▶ **Try it**: Transcribe every record exactly.

(Input begins)

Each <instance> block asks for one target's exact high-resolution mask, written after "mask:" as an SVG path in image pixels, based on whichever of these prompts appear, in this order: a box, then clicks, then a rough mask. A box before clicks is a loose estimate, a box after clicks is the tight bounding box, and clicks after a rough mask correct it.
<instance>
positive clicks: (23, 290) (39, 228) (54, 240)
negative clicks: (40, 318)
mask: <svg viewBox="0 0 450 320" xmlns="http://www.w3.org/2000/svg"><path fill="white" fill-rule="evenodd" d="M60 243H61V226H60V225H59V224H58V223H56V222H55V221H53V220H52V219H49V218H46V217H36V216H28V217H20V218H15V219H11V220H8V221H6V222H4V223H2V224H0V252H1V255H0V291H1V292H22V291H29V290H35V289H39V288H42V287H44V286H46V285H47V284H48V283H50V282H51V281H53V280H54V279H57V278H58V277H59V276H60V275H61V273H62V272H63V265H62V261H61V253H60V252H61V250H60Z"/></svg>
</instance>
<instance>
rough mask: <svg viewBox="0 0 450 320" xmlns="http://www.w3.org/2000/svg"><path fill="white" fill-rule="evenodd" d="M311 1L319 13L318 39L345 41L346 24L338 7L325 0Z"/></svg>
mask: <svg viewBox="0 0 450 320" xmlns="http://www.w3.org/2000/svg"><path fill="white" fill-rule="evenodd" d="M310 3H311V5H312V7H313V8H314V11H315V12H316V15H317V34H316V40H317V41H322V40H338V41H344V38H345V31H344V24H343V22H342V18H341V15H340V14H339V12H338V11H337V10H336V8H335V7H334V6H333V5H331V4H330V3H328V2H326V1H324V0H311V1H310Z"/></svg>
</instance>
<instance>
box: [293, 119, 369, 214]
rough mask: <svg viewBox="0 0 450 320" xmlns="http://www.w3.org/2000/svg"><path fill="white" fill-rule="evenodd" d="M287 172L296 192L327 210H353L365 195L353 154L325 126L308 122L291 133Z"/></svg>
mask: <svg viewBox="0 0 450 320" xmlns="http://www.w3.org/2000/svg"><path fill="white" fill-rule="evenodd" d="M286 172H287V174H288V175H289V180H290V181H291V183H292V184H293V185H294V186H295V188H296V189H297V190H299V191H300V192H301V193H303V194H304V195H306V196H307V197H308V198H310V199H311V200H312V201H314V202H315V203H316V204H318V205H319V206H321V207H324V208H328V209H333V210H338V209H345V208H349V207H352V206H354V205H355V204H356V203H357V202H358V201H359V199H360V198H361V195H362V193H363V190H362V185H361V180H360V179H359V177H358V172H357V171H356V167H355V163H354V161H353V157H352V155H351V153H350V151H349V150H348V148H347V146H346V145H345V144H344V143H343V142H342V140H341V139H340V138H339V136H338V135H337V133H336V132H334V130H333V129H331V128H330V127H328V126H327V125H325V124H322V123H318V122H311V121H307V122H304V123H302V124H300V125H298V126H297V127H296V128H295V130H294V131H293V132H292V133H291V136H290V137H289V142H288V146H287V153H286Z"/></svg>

(Input ends)

▶ **Result**:
Each <instance> block asks for one target's exact high-resolution mask, written after "mask:" as an SVG path in image pixels, based on whichever of these prompts appear, in this order: a box, then clicks, then a rough mask. A box before clicks is a loose estimate, a box after clicks is the tight bounding box, and clicks after a rough mask correct it.
<instance>
positive clicks: (23, 290) (39, 228) (54, 240)
negative clicks: (40, 318)
mask: <svg viewBox="0 0 450 320" xmlns="http://www.w3.org/2000/svg"><path fill="white" fill-rule="evenodd" d="M60 243H61V226H60V225H59V224H58V223H56V222H55V221H53V220H52V219H49V218H46V217H36V216H28V217H20V218H15V219H11V220H8V221H6V222H4V223H2V224H0V252H1V255H0V291H1V292H22V291H29V290H35V289H39V288H42V287H44V286H46V285H47V284H48V283H50V282H51V281H53V280H54V279H57V278H58V277H59V276H60V275H61V273H62V272H63V265H62V261H61V253H60V252H61V250H60Z"/></svg>
</instance>
<instance>
rough mask: <svg viewBox="0 0 450 320" xmlns="http://www.w3.org/2000/svg"><path fill="white" fill-rule="evenodd" d="M311 1L319 13L318 39L345 41L346 24L338 7L325 0Z"/></svg>
mask: <svg viewBox="0 0 450 320" xmlns="http://www.w3.org/2000/svg"><path fill="white" fill-rule="evenodd" d="M310 3H311V5H312V7H313V8H314V11H315V12H316V15H317V34H316V40H317V41H322V40H338V41H344V38H345V31H344V24H343V22H342V18H341V15H340V14H339V12H338V11H337V10H336V8H335V7H334V6H333V5H331V4H330V3H328V2H326V1H324V0H311V1H310Z"/></svg>
</instance>
<instance>
box: [293, 119, 369, 214]
rough mask: <svg viewBox="0 0 450 320" xmlns="http://www.w3.org/2000/svg"><path fill="white" fill-rule="evenodd" d="M287 172L296 192L327 210H353L365 195L353 154L325 126L308 122L291 133Z"/></svg>
mask: <svg viewBox="0 0 450 320" xmlns="http://www.w3.org/2000/svg"><path fill="white" fill-rule="evenodd" d="M286 172H287V174H288V175H289V180H290V181H291V183H292V184H293V185H294V186H295V188H296V189H297V190H299V191H300V192H301V193H303V194H304V195H306V196H307V197H308V198H310V199H311V200H312V201H314V202H315V203H316V204H318V205H319V206H321V207H324V208H328V209H333V210H338V209H345V208H349V207H352V206H354V205H355V204H356V203H357V202H358V201H359V199H360V198H361V195H362V193H363V190H362V185H361V180H360V179H359V177H358V172H357V171H356V167H355V163H354V161H353V157H352V155H351V153H350V151H349V150H348V148H347V146H346V145H345V144H344V143H343V142H342V140H341V139H340V138H339V136H338V135H337V133H336V132H334V130H333V129H331V128H330V127H328V126H327V125H325V124H322V123H318V122H311V121H307V122H304V123H302V124H300V125H298V126H297V127H296V128H295V130H294V131H293V132H292V133H291V136H290V137H289V142H288V146H287V153H286Z"/></svg>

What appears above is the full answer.